## Set problem
Can you reproduce the following lines word for word?

Records supplied start

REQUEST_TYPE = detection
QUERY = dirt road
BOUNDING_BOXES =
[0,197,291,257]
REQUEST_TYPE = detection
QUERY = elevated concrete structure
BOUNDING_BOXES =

Records supplied end

## Finished exercise
REQUEST_TYPE = detection
QUERY = dirt road
BOUNDING_BOXES =
[0,197,291,257]
REQUEST_TYPE = detection
QUERY = elevated concrete structure
BOUNDING_BOXES =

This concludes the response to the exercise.